• Source passage:
The leaders of Egypt's Coptic Orthodox and Coptic Catholic churches met Pope Francis for the first time in 2013 at the Vatican, where they stressed the importance of strengthening the bonds of friendship and brotherhood between their churches.‎
On Saturday, Pope Francis will be hosted at the Air Defence sports Stadium on the outskirts of Cairo.‎
About 25,000 people from all over Egypt are expected to attend the event, which will start at 7am and will see three hours of Christian hymns performed in Arabic, French and Italian, with a mass led by Pope Francis to start at 10am.
According to sources in the event's organising committee, 25,000 Egyptian and Vatican flags have been printed in preparation for the event, as well as 25,000 hats to protect attendees from the sun. The temperature is expected to exceed 30 degrees Celsius on Saturday.‎
The event will see a screening of a film on how 54 churches were attacked by extremists in Egypt after the June 2013 protests that lead to the toppling of Islamist president Mohamed Morsi.
The film will also show how the state renovated the churches.‎
The pope, who has refused to use a bulletproof vehicle during his trip to Egypt despite recent terror attacks, will greet the attendees in a golf cart, the source said.‎
The pope also will also use a golf cart to circulate among more than 1,000 seminarians and clergy members expected to attend an outdoor prayer service at the Coptic Catholic Church's St. Leo's Patriarchal Seminary in the Cairo suburb of Maadi at the same day.

• What you should do: Copy the passage from the article on Pope Francis's visit to Egypt, between "According to sources" and "president Mohamed Morsi.", inclusive.

Image point annotation entries
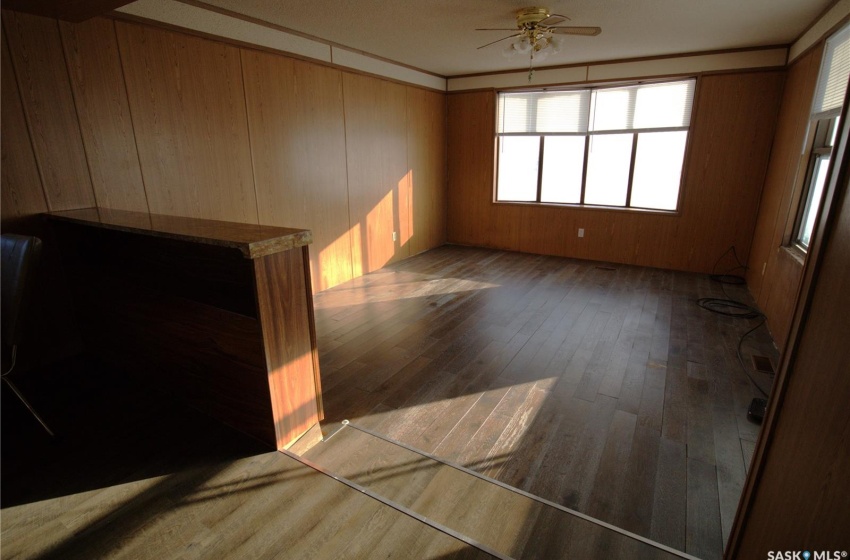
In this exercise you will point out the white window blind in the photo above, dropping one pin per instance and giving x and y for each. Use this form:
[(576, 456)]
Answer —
[(666, 105), (835, 69), (638, 107), (544, 112)]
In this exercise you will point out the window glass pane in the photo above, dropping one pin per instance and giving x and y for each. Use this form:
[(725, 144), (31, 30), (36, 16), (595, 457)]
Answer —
[(663, 105), (658, 169), (563, 163), (612, 109), (518, 161), (835, 67), (608, 161), (807, 223), (563, 111)]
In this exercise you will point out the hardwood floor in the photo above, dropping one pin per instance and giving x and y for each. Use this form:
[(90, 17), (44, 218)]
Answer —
[(136, 476), (600, 387), (510, 523)]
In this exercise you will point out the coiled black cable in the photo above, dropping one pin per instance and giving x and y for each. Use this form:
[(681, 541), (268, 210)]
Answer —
[(736, 309)]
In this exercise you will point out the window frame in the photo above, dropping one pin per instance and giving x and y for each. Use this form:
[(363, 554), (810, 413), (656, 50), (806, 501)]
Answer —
[(588, 135), (817, 146)]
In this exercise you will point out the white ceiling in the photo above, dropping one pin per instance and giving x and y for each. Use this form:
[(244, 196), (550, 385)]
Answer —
[(439, 35)]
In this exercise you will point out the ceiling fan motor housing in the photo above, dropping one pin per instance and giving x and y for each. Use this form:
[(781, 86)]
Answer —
[(530, 17)]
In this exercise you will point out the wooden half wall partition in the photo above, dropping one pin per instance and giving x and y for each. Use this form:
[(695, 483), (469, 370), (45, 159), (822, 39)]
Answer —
[(795, 496), (774, 272), (217, 314), (130, 116), (731, 134)]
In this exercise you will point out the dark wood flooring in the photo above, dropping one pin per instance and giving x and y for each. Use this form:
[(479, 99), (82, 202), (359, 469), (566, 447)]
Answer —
[(600, 387), (136, 476)]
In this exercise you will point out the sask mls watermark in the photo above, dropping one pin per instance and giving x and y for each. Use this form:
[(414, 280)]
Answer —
[(807, 555)]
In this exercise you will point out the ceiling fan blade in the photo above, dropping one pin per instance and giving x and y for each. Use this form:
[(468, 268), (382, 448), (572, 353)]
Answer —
[(499, 40), (554, 19), (588, 31)]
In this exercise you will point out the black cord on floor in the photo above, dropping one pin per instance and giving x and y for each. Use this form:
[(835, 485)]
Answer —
[(732, 308)]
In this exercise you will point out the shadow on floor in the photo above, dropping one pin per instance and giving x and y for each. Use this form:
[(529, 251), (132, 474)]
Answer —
[(110, 429)]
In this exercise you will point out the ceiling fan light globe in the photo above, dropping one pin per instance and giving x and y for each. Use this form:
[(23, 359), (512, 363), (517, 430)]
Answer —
[(522, 46)]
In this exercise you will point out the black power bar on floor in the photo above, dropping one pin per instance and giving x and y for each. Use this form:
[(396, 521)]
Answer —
[(756, 411)]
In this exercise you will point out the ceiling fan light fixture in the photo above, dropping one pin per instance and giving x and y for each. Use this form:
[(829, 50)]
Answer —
[(522, 45), (538, 34)]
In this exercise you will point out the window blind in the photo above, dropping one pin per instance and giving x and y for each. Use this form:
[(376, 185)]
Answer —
[(644, 106), (835, 69)]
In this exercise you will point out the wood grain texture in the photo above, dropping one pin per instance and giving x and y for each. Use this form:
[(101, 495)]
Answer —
[(426, 155), (69, 10), (729, 143), (48, 333), (501, 360), (23, 196), (297, 126), (801, 459), (48, 102), (378, 173), (188, 105), (283, 309), (94, 65), (773, 274)]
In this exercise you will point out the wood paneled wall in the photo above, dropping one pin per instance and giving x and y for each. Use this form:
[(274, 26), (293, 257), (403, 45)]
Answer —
[(773, 276), (730, 139), (796, 492), (131, 116)]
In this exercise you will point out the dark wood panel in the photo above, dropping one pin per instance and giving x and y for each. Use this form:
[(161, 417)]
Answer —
[(23, 196), (426, 158), (70, 10), (215, 276), (297, 126), (48, 103), (110, 489), (378, 174), (49, 332), (729, 143), (227, 334), (283, 310), (774, 274), (565, 378), (806, 415), (94, 66)]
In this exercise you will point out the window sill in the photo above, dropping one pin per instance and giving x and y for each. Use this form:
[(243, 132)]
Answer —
[(795, 253), (645, 211)]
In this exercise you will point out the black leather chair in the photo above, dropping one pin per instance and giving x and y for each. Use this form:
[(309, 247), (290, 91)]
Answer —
[(20, 256)]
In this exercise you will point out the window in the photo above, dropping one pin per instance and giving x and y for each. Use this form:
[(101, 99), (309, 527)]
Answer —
[(619, 146), (826, 107)]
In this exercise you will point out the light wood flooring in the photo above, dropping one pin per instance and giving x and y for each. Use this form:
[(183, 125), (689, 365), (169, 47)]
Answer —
[(600, 387), (135, 476)]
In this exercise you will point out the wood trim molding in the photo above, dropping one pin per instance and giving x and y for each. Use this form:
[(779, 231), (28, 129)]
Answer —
[(67, 10)]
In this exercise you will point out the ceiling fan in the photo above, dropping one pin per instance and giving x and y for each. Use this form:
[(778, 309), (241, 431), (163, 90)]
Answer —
[(535, 33)]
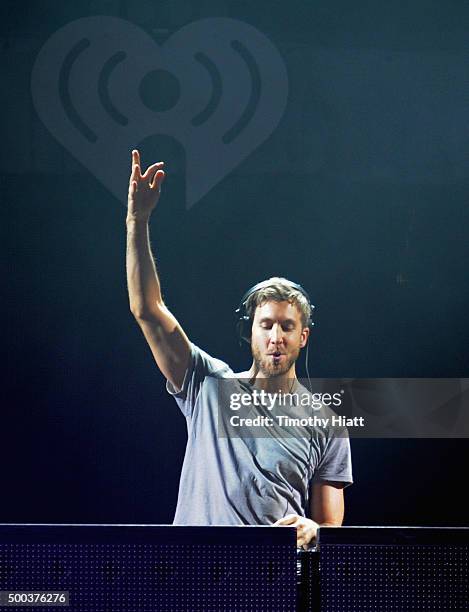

• Response below:
According to sources in the event's organising committee, 25,000 Egyptian and Vatican flags have been printed in preparation for the event, as well as 25,000 hats to protect attendees from the sun. The temperature is expected to exceed 30 degrees Celsius on Saturday.‎
The event will see a screening of a film on how 54 churches were attacked by extremists in Egypt after the June 2013 protests that lead to the toppling of Islamist president Mohamed Morsi.